Continue the reflection on regret below, picking up right after its final sentence.

[[ Text provided open ]]

While I was meditating on regret a thought struck me with great power. I imagined a person looking back on his life, on experiences he’d had and people he’d known and will almost certainly never see again. He was wishing he’d done more to cultivate the friendship which no longer existed in any real way other than as memory. I imagined this person coming to know for the first time, only in that instant, the value of friendship. I went deep into the feeling, into the melancholy, the bittersweetness of remembered joy and an irretrievable past. I felt deep compassion. And I thought that, in a literal way, he/you/I/we didn’t know at the time the value of what he had or might have had. It is only through the feeling of regret that one comes to know the thing that he didn’t know then. Regret informs consciousness; it is a key to the how of how one becomes a different person than he was then.

[[ Text provided closed ]]
[[ Given entries open ]]

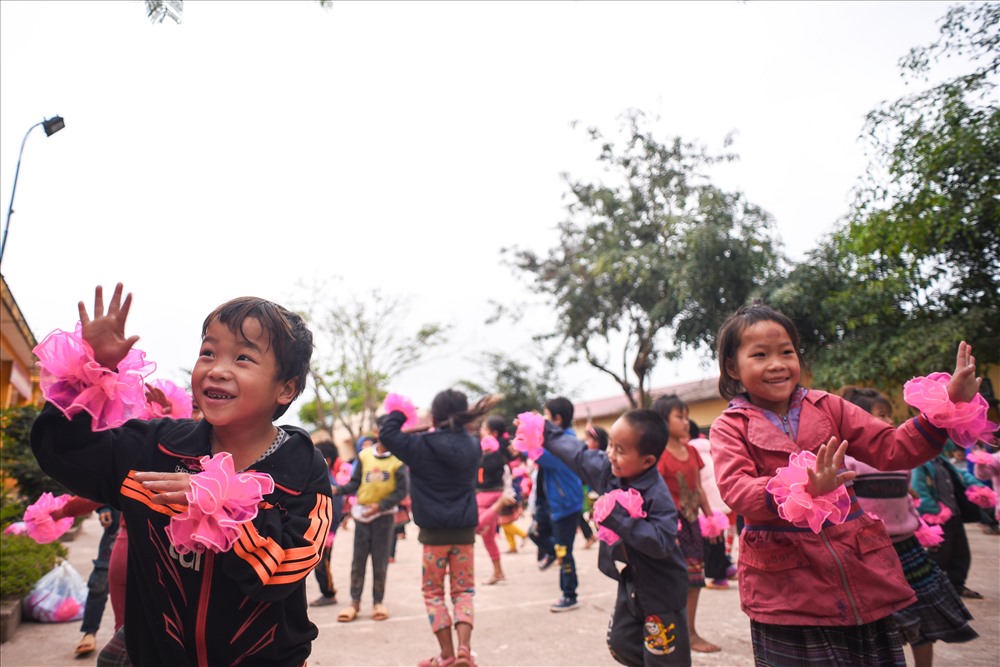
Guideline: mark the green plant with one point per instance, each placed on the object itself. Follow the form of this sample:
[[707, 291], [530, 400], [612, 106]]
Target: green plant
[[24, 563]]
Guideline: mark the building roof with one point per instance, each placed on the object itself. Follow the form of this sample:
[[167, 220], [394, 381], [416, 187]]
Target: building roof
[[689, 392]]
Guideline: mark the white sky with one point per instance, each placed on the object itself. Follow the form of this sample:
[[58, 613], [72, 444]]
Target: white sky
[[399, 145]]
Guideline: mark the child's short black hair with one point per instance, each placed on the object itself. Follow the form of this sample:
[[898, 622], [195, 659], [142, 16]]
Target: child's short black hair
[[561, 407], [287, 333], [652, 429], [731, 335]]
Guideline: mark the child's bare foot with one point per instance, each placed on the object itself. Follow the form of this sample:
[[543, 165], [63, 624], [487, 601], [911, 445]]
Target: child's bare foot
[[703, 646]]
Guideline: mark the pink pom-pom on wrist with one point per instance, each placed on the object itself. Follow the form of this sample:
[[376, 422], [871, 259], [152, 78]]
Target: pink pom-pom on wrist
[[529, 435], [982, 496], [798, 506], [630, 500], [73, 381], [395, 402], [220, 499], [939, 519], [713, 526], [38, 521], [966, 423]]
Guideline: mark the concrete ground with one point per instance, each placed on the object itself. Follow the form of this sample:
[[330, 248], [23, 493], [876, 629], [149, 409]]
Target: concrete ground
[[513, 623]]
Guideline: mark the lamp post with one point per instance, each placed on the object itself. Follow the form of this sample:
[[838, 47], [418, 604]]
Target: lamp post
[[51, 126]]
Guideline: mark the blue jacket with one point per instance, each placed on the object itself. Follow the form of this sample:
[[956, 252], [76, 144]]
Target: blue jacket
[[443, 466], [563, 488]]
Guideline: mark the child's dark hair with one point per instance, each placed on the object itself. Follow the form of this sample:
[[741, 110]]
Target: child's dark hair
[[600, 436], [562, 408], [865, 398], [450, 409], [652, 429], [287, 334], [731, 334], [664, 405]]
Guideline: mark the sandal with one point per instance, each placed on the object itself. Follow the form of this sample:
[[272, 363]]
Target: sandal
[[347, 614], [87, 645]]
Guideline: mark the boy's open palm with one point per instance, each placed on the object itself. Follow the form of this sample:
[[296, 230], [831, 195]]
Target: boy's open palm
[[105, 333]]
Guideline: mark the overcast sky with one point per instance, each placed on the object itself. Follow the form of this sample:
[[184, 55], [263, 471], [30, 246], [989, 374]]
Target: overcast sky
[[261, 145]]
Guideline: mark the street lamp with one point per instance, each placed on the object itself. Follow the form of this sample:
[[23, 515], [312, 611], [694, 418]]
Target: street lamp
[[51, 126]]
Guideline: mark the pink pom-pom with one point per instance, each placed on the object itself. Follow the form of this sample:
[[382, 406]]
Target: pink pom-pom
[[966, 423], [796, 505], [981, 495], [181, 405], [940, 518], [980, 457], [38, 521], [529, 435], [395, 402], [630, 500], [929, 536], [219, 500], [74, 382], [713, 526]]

[[ Given entries closed ]]

Exercise output:
Who knows better than a recovering alcoholic or addict the possibility of redemption, of transformation, of changing and becoming someone different? Addiction itself is delusion, a refusal to face life as it is. The whole of the 12 steps is grounded in the principles of honesty, open-mindedness, and willingness. We forgo comforting niceties for an opportunity to live in the truth, recognizing our own failings and shortcomings, our capacity for change and redemption, the fullness of our humanity. What is truly profound is to grow, to become something we are not yet, to develop the courage that we presently lack, to develop a dignity and sense of care that we had not known before, to live in the fullness of being.